(Excerpts of location labeling data)
[Start]

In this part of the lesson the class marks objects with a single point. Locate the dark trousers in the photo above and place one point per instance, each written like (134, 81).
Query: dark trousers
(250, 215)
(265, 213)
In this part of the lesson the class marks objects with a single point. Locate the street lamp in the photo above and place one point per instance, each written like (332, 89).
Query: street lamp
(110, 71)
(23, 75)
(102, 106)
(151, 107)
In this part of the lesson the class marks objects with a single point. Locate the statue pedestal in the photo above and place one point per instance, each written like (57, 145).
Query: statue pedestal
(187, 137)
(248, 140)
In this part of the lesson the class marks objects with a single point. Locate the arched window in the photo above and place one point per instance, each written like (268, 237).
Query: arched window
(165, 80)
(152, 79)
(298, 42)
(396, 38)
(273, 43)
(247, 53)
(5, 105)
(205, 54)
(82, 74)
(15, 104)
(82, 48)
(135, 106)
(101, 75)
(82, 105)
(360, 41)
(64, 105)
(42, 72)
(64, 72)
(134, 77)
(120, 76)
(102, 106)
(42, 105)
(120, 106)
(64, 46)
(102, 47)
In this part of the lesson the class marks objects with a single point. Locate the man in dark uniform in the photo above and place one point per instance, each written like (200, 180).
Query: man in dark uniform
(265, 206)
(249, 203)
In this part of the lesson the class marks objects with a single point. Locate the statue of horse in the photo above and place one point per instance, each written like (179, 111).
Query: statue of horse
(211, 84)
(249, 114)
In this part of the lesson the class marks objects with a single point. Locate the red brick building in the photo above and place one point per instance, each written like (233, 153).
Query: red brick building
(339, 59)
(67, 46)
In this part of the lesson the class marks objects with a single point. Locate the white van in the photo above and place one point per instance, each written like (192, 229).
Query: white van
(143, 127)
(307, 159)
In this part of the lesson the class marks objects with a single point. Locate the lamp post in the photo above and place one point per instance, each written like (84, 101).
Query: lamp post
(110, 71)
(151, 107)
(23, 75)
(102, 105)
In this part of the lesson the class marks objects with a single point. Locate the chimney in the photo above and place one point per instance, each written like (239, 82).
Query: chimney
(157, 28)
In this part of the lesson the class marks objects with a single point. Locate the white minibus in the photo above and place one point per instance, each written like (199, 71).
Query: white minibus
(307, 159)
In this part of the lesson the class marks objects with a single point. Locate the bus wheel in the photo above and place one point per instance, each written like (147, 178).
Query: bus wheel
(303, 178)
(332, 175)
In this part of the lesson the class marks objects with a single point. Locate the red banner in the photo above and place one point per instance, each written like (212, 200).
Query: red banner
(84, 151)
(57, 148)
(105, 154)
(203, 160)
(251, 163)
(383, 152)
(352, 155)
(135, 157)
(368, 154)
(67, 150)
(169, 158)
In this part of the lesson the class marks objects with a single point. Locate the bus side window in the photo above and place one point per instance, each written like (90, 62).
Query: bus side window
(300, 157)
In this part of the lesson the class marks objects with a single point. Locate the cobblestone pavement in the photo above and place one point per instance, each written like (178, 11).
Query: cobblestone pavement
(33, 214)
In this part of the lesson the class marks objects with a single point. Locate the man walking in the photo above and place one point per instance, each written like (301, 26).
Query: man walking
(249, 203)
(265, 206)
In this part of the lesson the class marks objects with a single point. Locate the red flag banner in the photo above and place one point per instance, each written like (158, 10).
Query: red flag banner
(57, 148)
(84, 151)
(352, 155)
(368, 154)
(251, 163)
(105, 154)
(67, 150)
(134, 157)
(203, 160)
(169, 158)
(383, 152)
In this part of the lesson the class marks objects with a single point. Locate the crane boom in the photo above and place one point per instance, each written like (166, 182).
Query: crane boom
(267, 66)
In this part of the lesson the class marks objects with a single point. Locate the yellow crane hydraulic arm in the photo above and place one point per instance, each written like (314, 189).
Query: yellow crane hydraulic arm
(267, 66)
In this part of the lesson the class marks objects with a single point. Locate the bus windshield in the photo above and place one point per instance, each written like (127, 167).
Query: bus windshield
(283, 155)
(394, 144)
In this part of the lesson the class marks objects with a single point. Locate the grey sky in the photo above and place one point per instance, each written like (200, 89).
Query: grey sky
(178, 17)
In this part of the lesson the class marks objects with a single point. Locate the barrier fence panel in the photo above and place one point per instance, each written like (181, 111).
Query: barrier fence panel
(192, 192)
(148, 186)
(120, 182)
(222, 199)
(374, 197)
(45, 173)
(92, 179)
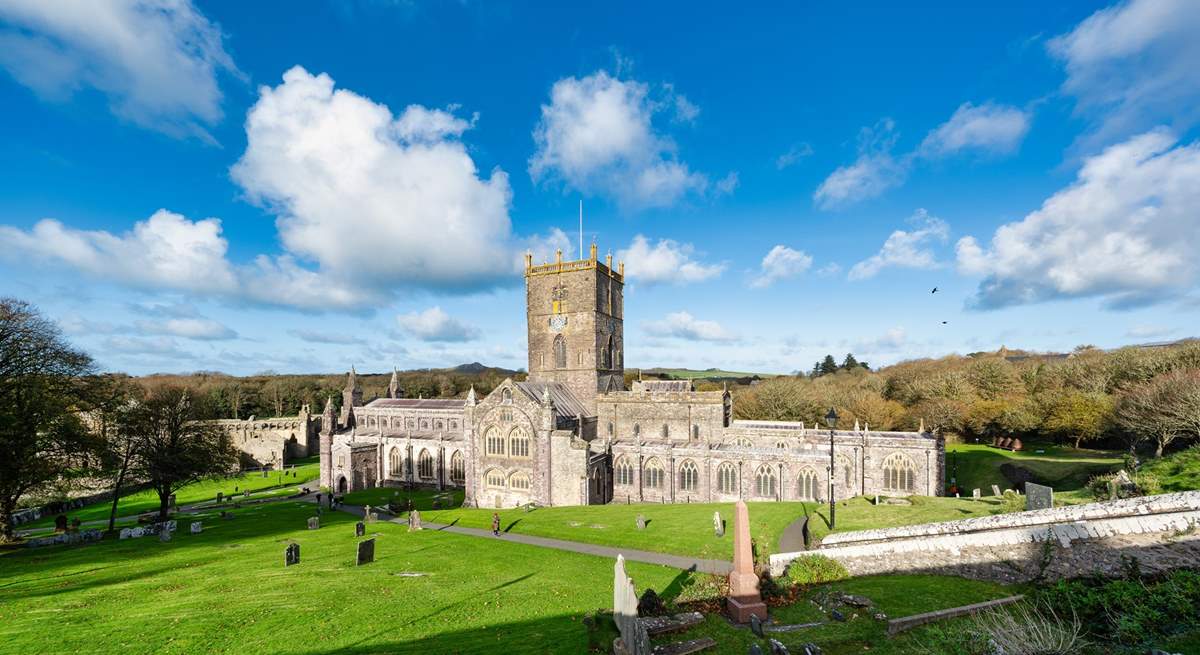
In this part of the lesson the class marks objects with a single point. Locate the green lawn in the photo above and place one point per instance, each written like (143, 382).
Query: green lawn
(226, 590)
(205, 490)
(1062, 468)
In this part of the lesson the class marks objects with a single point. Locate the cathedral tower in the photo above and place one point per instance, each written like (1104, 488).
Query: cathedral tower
(575, 313)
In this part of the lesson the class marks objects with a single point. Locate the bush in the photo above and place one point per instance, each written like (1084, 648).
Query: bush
(815, 570)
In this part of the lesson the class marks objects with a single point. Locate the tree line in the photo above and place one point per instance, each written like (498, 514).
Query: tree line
(1128, 397)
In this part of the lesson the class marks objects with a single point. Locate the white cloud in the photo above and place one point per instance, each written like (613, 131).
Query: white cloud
(793, 155)
(155, 60)
(906, 250)
(597, 136)
(779, 264)
(875, 170)
(202, 329)
(435, 324)
(1125, 230)
(166, 251)
(685, 326)
(1133, 66)
(667, 262)
(988, 127)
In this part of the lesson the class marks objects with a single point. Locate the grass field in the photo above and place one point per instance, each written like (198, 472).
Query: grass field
(205, 490)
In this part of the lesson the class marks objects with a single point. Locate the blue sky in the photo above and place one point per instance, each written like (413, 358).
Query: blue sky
(250, 187)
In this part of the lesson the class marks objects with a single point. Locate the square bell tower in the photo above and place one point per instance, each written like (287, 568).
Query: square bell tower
(575, 316)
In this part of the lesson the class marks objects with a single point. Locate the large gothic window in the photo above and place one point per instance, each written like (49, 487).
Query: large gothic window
(765, 481)
(623, 470)
(396, 462)
(727, 478)
(425, 466)
(688, 475)
(652, 476)
(559, 352)
(519, 443)
(807, 485)
(493, 442)
(899, 473)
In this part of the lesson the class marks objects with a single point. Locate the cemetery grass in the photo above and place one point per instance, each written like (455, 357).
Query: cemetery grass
(226, 590)
(147, 500)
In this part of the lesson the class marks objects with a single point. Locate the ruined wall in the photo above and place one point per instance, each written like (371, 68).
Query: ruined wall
(1162, 532)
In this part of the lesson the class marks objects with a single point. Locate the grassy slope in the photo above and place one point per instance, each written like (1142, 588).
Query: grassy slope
(205, 490)
(226, 590)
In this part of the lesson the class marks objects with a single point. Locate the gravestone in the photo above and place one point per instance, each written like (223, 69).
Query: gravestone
(1038, 497)
(366, 552)
(634, 640)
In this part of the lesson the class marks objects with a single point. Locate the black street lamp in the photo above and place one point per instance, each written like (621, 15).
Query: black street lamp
(832, 419)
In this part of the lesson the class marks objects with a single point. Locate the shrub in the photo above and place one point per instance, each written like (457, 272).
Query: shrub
(815, 570)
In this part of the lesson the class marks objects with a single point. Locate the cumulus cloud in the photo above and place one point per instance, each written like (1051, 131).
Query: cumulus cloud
(156, 60)
(875, 170)
(597, 136)
(166, 251)
(201, 329)
(685, 326)
(906, 248)
(780, 264)
(1132, 66)
(1126, 230)
(987, 127)
(435, 324)
(667, 262)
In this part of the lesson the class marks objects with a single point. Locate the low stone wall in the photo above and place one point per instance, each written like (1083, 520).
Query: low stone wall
(1161, 532)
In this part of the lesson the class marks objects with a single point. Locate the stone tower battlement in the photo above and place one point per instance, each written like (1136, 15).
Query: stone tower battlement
(575, 317)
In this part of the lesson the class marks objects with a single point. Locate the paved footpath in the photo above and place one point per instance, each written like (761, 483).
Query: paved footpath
(714, 566)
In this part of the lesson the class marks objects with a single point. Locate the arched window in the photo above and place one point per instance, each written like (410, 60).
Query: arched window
(652, 475)
(623, 470)
(493, 442)
(765, 481)
(807, 485)
(425, 466)
(559, 352)
(396, 462)
(519, 443)
(899, 473)
(519, 481)
(495, 479)
(727, 478)
(689, 476)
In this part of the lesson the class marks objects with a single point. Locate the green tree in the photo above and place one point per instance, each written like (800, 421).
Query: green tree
(42, 438)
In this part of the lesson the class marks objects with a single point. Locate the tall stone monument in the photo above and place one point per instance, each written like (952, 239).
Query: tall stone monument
(744, 600)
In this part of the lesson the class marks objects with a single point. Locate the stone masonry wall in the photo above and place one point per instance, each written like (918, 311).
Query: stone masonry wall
(1161, 532)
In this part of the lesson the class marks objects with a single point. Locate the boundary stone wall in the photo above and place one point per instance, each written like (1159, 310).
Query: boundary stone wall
(1161, 532)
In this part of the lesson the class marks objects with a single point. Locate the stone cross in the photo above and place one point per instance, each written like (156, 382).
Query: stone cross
(366, 552)
(744, 599)
(634, 640)
(292, 554)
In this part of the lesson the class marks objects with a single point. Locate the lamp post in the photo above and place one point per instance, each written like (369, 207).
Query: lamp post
(832, 419)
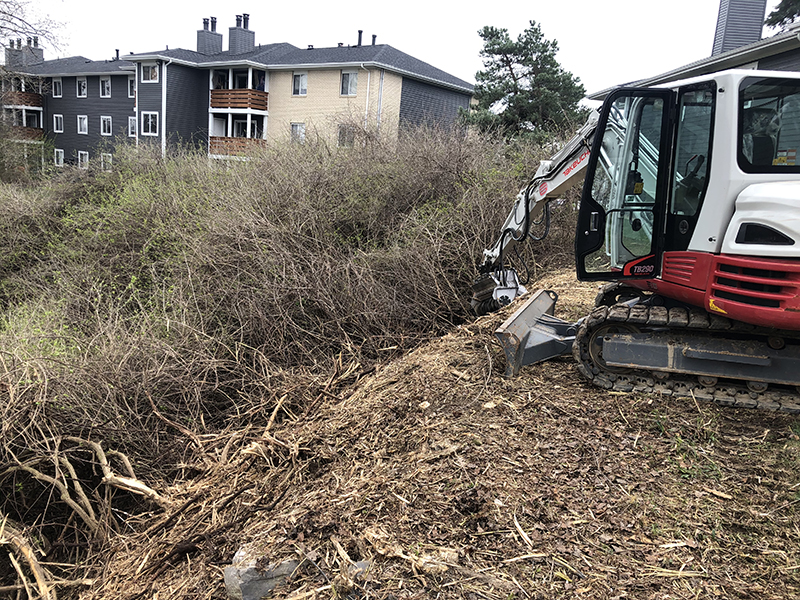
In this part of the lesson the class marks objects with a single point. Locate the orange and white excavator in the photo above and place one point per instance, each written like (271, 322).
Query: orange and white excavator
(691, 208)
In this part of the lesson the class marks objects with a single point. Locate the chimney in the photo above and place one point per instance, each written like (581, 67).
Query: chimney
(739, 23)
(241, 39)
(209, 42)
(19, 56)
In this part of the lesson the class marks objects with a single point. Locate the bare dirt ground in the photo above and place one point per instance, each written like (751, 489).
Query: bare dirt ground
(457, 483)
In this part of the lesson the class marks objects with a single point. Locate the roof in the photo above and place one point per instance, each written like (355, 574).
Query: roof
(79, 65)
(784, 41)
(261, 54)
(287, 56)
(380, 55)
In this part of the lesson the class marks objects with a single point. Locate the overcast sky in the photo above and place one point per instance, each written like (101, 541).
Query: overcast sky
(603, 42)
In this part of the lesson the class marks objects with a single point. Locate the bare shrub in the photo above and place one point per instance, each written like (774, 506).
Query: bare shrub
(151, 308)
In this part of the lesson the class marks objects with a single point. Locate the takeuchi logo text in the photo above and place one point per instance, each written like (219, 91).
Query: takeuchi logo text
(576, 163)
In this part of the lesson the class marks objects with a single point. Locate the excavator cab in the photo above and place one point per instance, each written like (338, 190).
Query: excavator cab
(626, 187)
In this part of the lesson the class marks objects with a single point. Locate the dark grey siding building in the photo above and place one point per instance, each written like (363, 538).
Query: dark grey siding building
(220, 100)
(739, 23)
(425, 104)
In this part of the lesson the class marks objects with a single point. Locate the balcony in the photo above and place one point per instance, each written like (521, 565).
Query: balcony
(239, 99)
(35, 134)
(22, 99)
(234, 146)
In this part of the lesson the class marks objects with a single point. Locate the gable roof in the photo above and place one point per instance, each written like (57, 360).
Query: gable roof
(286, 56)
(381, 55)
(79, 65)
(260, 54)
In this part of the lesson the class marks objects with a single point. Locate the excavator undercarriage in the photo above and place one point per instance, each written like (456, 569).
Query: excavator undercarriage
(689, 204)
(640, 345)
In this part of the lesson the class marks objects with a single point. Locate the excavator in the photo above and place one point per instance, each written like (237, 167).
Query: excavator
(690, 212)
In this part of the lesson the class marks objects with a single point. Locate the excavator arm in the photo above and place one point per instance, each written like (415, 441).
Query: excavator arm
(498, 284)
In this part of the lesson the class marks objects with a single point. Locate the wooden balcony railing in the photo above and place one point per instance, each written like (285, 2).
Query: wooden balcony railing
(255, 99)
(233, 146)
(27, 133)
(22, 99)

[End]

* SHORT EXERCISE *
Each line from the one containing "like (521, 565)." through the end of the entries, both included, is to be returned exactly, with no other lines.

* REPLY TO THE TASK *
In this part of the lesson the class marks objects with a single point. Locate the balcony in the photo above and place one point per instance, each written like (521, 565).
Query: balcony
(239, 99)
(35, 134)
(22, 99)
(234, 146)
In this part of the lesson the class marks objects with a single point. Locate the gable roof in the photo above and place one point per instance, each written like (57, 360).
Query: gable roof
(286, 56)
(381, 55)
(79, 65)
(260, 54)
In this part of the lesson the class marks objects with a single point. Locate the excavator undercarriage in the photo above and place one point per instance, each written like (456, 569).
Query: excavator undercarriage
(689, 204)
(640, 345)
In this part of the lesson the class marks objects with a single point. Locate the excavator in the photo above and place one point per instance, each written like (237, 167).
Query: excavator
(690, 212)
In this part of the lesson the class marks objects with a single point. Locate the excavator arm in the photo above and place one point per instance, each written like (415, 441).
Query: excavator arm
(498, 284)
In this part of the lesson the class marks objects with a single point. Locate the wooden balcony railing in the photo above and place one point per instance, each written like (285, 2).
Query: wooden balcony railing
(255, 99)
(233, 146)
(27, 133)
(22, 99)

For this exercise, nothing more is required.